──────── Data rows ────────
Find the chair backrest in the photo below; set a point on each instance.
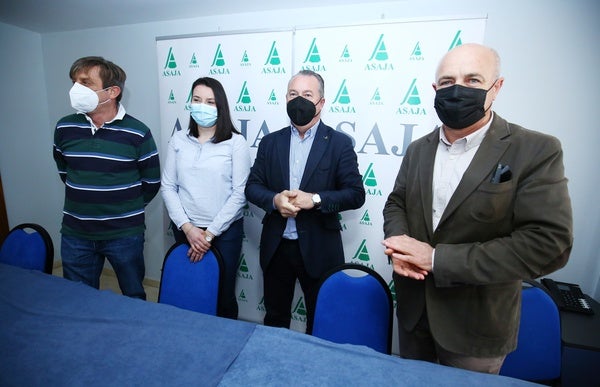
(29, 246)
(193, 286)
(538, 354)
(354, 306)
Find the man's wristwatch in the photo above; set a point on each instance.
(316, 200)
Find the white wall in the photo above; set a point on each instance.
(550, 62)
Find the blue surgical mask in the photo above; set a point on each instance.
(204, 115)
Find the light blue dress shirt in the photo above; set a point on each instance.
(299, 151)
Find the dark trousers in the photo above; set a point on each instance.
(419, 344)
(280, 277)
(229, 244)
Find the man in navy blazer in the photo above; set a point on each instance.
(303, 176)
(479, 205)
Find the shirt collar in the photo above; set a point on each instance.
(120, 114)
(308, 133)
(472, 140)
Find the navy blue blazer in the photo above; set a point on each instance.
(331, 171)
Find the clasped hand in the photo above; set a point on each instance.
(198, 244)
(289, 203)
(410, 257)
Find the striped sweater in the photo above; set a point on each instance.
(110, 176)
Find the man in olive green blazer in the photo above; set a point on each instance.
(478, 205)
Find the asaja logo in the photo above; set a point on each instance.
(261, 305)
(244, 102)
(362, 255)
(242, 296)
(345, 57)
(457, 41)
(272, 98)
(411, 102)
(379, 57)
(393, 291)
(171, 99)
(243, 270)
(376, 98)
(341, 103)
(370, 182)
(299, 311)
(366, 219)
(417, 54)
(188, 101)
(170, 69)
(273, 63)
(194, 61)
(218, 65)
(245, 62)
(313, 59)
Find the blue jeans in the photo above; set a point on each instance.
(83, 260)
(229, 244)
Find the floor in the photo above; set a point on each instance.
(108, 281)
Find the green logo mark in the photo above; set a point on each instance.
(417, 50)
(369, 177)
(376, 98)
(243, 266)
(245, 60)
(342, 96)
(244, 95)
(366, 219)
(194, 61)
(313, 53)
(272, 97)
(218, 60)
(362, 253)
(171, 63)
(345, 57)
(242, 296)
(380, 52)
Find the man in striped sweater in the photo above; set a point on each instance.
(109, 163)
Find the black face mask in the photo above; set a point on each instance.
(301, 111)
(459, 107)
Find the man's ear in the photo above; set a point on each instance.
(114, 91)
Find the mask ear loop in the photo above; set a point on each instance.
(487, 91)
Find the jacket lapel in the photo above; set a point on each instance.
(425, 164)
(283, 145)
(322, 138)
(486, 159)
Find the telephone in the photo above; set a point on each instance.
(568, 296)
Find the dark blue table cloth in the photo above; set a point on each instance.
(55, 332)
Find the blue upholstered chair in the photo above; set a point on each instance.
(193, 286)
(354, 305)
(538, 354)
(29, 246)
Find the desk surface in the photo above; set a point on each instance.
(57, 332)
(581, 330)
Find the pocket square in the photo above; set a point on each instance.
(501, 174)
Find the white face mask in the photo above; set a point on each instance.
(84, 99)
(204, 115)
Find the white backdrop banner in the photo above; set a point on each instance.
(377, 90)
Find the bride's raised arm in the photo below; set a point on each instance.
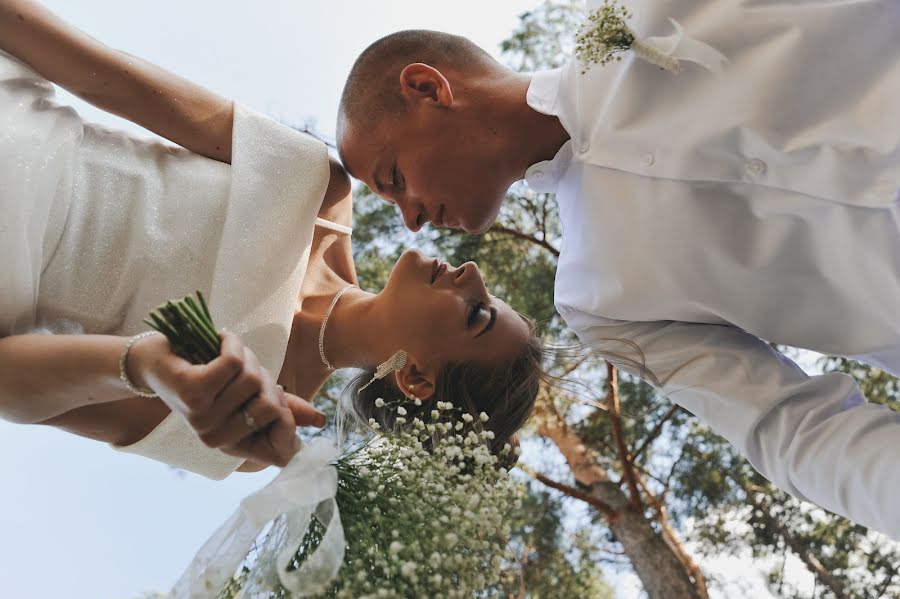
(171, 106)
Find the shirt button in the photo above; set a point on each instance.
(756, 166)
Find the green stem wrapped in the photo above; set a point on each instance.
(188, 326)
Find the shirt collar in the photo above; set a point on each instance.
(543, 92)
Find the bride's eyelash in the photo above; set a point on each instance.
(474, 311)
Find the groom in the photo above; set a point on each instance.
(701, 213)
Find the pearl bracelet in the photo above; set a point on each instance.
(123, 375)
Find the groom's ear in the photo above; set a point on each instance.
(420, 82)
(415, 380)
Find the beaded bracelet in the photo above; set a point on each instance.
(132, 388)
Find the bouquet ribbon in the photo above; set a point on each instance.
(304, 488)
(680, 46)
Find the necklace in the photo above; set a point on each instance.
(337, 296)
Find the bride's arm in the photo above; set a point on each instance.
(171, 106)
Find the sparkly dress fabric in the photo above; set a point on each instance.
(98, 227)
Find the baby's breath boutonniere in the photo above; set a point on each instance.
(606, 35)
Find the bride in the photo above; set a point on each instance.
(98, 228)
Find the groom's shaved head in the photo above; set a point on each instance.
(373, 85)
(418, 124)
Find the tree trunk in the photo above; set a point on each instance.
(662, 574)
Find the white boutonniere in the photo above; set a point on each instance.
(606, 35)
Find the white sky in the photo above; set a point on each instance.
(77, 519)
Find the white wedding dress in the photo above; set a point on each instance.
(97, 228)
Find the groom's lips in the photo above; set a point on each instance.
(437, 269)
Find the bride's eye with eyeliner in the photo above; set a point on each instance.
(474, 312)
(394, 178)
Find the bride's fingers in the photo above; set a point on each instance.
(253, 381)
(303, 412)
(276, 444)
(250, 418)
(224, 369)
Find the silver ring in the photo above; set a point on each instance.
(248, 419)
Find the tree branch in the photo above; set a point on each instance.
(657, 430)
(612, 385)
(529, 238)
(602, 507)
(834, 584)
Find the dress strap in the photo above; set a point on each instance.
(334, 226)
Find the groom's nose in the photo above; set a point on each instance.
(413, 214)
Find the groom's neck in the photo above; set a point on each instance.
(529, 136)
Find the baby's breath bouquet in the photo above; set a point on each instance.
(606, 35)
(421, 510)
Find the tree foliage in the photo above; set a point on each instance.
(647, 477)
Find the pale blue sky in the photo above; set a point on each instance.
(81, 521)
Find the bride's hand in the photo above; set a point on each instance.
(233, 402)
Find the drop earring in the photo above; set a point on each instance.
(393, 364)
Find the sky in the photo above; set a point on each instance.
(79, 520)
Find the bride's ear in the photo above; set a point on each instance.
(415, 380)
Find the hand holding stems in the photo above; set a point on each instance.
(231, 401)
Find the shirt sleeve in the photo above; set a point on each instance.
(815, 437)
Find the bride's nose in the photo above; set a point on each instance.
(466, 273)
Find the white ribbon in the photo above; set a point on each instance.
(668, 51)
(306, 486)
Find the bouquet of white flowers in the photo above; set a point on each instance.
(606, 35)
(417, 512)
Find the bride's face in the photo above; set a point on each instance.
(440, 314)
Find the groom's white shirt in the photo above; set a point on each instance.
(703, 213)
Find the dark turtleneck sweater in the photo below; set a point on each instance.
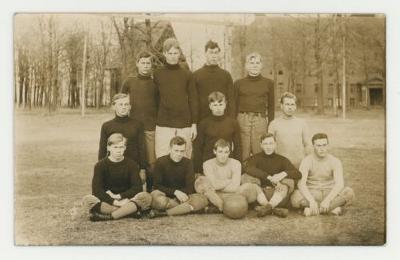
(255, 94)
(132, 130)
(178, 106)
(169, 175)
(212, 78)
(262, 165)
(144, 100)
(209, 131)
(119, 177)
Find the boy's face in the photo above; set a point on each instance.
(212, 56)
(321, 147)
(268, 145)
(122, 107)
(218, 107)
(288, 106)
(254, 66)
(172, 56)
(117, 150)
(222, 154)
(177, 152)
(144, 66)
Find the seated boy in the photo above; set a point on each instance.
(321, 188)
(216, 126)
(116, 185)
(130, 128)
(275, 174)
(222, 178)
(173, 181)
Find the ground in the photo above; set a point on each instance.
(54, 159)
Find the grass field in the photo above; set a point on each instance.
(54, 159)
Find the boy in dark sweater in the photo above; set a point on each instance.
(130, 128)
(211, 78)
(254, 104)
(177, 112)
(174, 183)
(274, 173)
(116, 185)
(144, 101)
(216, 126)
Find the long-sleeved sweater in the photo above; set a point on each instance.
(255, 94)
(212, 78)
(119, 177)
(178, 106)
(144, 100)
(169, 175)
(209, 131)
(133, 131)
(262, 165)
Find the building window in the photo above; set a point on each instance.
(352, 88)
(330, 88)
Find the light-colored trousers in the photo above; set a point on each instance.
(252, 126)
(164, 136)
(149, 138)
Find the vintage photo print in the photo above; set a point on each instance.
(199, 128)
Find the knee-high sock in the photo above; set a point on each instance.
(106, 208)
(181, 209)
(213, 197)
(125, 210)
(279, 194)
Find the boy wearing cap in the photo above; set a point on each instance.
(255, 105)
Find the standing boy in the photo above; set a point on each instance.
(255, 105)
(178, 109)
(144, 101)
(211, 78)
(291, 133)
(174, 183)
(274, 173)
(130, 128)
(321, 188)
(214, 127)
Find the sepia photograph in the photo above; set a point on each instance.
(199, 129)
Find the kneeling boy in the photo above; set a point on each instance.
(174, 183)
(222, 178)
(275, 174)
(116, 185)
(321, 188)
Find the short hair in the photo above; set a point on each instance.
(319, 136)
(116, 138)
(169, 43)
(265, 136)
(143, 54)
(177, 140)
(216, 96)
(211, 45)
(288, 95)
(222, 143)
(253, 55)
(118, 96)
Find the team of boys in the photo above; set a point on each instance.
(145, 165)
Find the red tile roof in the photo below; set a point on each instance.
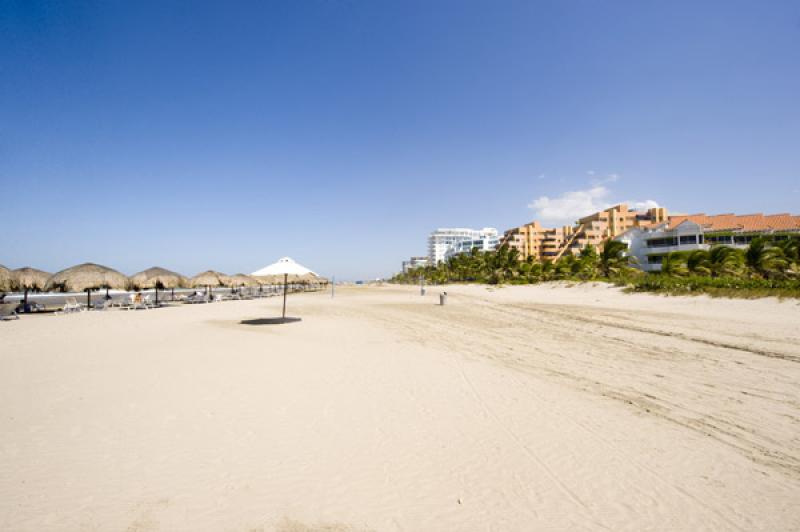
(743, 222)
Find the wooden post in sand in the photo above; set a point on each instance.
(285, 281)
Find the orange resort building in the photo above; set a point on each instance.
(649, 244)
(552, 243)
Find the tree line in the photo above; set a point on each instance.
(765, 263)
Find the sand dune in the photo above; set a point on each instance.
(518, 408)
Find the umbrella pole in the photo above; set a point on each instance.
(285, 286)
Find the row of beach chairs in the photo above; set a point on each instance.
(8, 311)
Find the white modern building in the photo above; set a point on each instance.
(414, 262)
(488, 243)
(698, 231)
(649, 244)
(443, 238)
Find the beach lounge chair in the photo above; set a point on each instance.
(8, 311)
(104, 304)
(195, 298)
(72, 305)
(138, 301)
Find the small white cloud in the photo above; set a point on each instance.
(575, 204)
(570, 205)
(641, 205)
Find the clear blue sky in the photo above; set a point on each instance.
(225, 135)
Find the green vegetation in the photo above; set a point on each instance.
(764, 268)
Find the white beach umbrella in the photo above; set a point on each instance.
(285, 267)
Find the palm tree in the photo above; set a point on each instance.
(726, 261)
(764, 259)
(588, 260)
(674, 263)
(698, 262)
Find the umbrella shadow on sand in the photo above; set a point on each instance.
(269, 321)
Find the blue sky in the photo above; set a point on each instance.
(225, 135)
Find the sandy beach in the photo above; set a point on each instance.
(509, 409)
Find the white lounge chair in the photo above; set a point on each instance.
(8, 311)
(72, 305)
(104, 304)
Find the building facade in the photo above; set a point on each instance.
(552, 243)
(442, 239)
(414, 262)
(649, 245)
(488, 243)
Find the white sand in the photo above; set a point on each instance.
(522, 408)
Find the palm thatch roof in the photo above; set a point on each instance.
(5, 279)
(208, 278)
(158, 277)
(86, 276)
(29, 279)
(241, 279)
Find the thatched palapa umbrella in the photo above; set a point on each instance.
(27, 279)
(159, 278)
(5, 279)
(208, 279)
(285, 267)
(87, 277)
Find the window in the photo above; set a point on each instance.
(662, 242)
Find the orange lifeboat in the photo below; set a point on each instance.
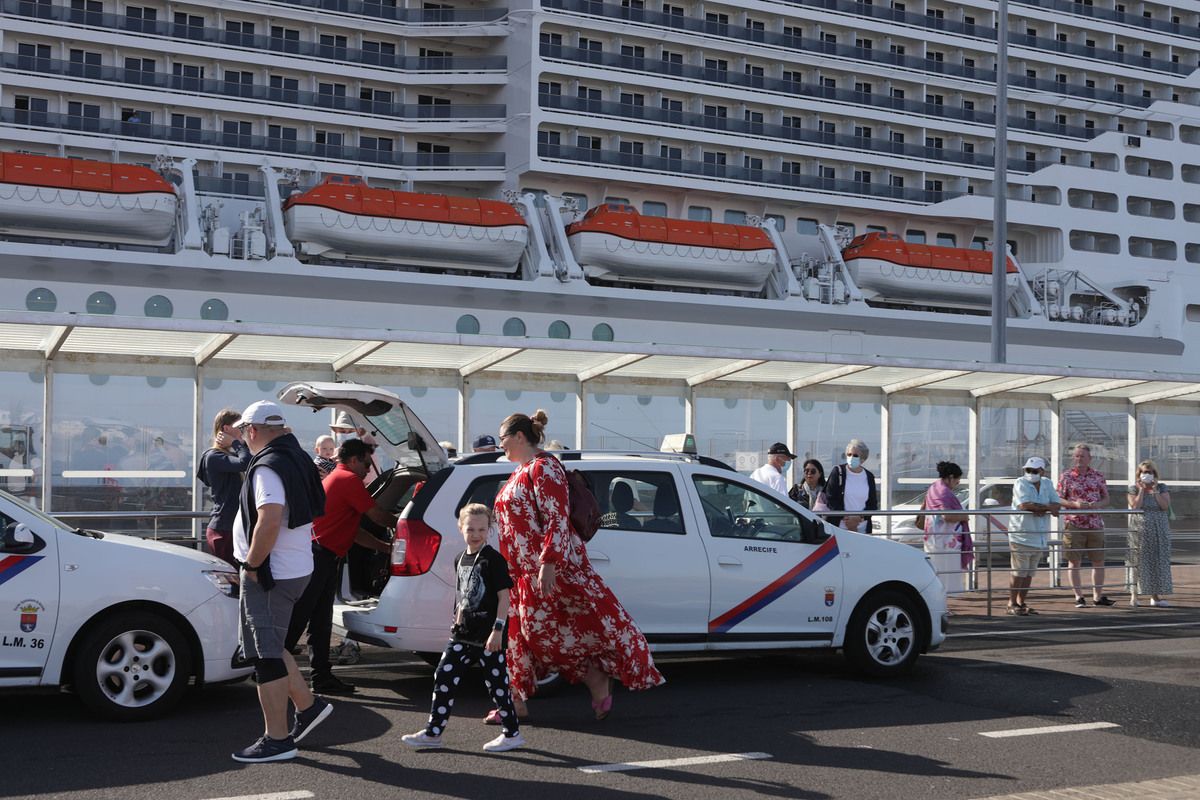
(91, 200)
(615, 242)
(343, 217)
(887, 268)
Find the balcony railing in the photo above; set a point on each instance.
(807, 136)
(739, 79)
(820, 47)
(255, 41)
(659, 164)
(249, 91)
(250, 142)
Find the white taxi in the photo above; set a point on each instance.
(124, 621)
(703, 558)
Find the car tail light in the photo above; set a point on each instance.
(414, 547)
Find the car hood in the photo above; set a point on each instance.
(389, 420)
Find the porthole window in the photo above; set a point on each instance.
(41, 299)
(214, 308)
(159, 306)
(101, 302)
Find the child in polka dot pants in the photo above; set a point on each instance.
(477, 637)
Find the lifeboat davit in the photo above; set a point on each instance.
(93, 200)
(343, 217)
(615, 242)
(887, 268)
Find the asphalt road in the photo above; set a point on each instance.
(827, 732)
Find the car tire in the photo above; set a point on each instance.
(132, 666)
(885, 635)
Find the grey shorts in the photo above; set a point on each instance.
(265, 615)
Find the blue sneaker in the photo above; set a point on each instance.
(268, 750)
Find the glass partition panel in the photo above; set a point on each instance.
(123, 443)
(635, 422)
(21, 434)
(925, 429)
(739, 429)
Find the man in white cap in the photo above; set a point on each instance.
(1029, 533)
(772, 473)
(271, 541)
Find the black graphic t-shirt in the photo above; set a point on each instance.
(481, 576)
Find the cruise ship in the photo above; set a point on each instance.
(755, 197)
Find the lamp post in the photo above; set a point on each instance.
(1000, 194)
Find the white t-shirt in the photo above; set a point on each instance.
(768, 475)
(857, 491)
(292, 555)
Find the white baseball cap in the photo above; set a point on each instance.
(262, 413)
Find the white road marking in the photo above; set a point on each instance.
(1027, 631)
(1049, 728)
(673, 762)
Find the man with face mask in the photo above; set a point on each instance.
(772, 473)
(1029, 533)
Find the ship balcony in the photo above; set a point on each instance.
(741, 80)
(201, 137)
(269, 43)
(251, 91)
(787, 133)
(754, 176)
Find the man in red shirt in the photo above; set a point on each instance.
(346, 501)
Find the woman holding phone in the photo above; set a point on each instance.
(1150, 536)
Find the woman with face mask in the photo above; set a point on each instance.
(1150, 536)
(851, 487)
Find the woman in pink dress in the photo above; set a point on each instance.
(563, 618)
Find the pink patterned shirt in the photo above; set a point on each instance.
(1089, 486)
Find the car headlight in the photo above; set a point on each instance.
(225, 581)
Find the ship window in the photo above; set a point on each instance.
(101, 302)
(41, 299)
(159, 306)
(214, 308)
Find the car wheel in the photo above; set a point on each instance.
(132, 666)
(883, 636)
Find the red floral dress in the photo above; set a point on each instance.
(582, 620)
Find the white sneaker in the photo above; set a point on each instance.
(502, 744)
(421, 739)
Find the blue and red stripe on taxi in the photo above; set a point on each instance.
(778, 588)
(13, 565)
────────
Requirements
Write out the lines above from the one containing "Find the car tire" through the last, exactly as they are.

Output below
Find the car tire in the photo above; set a point on each instance.
(132, 666)
(885, 635)
Find the grey shorts in the photo above; set a point on each instance.
(265, 615)
Find the blue sneaker in the photo above; set a point on each instance.
(268, 750)
Find the glass partition panel in the photo above; set a point on each instance.
(123, 443)
(635, 422)
(21, 434)
(925, 429)
(739, 429)
Find the man in white cap in the photo above; set a point on each instance.
(1029, 533)
(772, 473)
(271, 541)
Find the black graphic t-shirt in the photo above; set a point on each instance.
(481, 576)
Find the cruise ship in the photo above; set a point on each instance.
(755, 197)
Find the lamp post in the photo above; set a point on each instance.
(1000, 194)
Find the white t-shirt in the photo above; set a point on each instance.
(768, 475)
(857, 491)
(292, 555)
Find the white baseball cap in the photo above; set a point on each instance.
(262, 413)
Find the white road marking in the photo above; set a point on each instance.
(1027, 631)
(1049, 728)
(673, 762)
Find the man with face mask in the photo above; set a point on each instance.
(772, 473)
(1029, 533)
Find the ship balcony in the photo above; set a point on each instance.
(741, 80)
(201, 137)
(269, 43)
(251, 91)
(787, 133)
(754, 176)
Find the man in red shirt in the photo above; set a point on each instance.
(346, 501)
Find the woman holding phone in the photo above; set a point on each instance.
(1150, 536)
Find the woman with face mask in the photo above; set a point on each instance.
(1150, 536)
(851, 487)
Find the woman in pink dress in the photo above; set a point on each instance.
(563, 618)
Find the pink patterned shirt in the photo above; set a point on each instance.
(1089, 486)
Find the car headlight in the photo above; set a point on each instance.
(225, 581)
Find the ship window in the photo above; set a point on each instance.
(101, 302)
(41, 299)
(159, 306)
(214, 308)
Find the car wheel in the photo above; set a point on each instance.
(132, 666)
(883, 636)
Find the red floral dress in the photo above; set a point on each instance.
(582, 620)
Find the white sneaker in the photo above; set a point on each instance.
(502, 744)
(421, 739)
Find the blue and red stripe on taxi in the photo above; set a point on each instance.
(778, 588)
(13, 565)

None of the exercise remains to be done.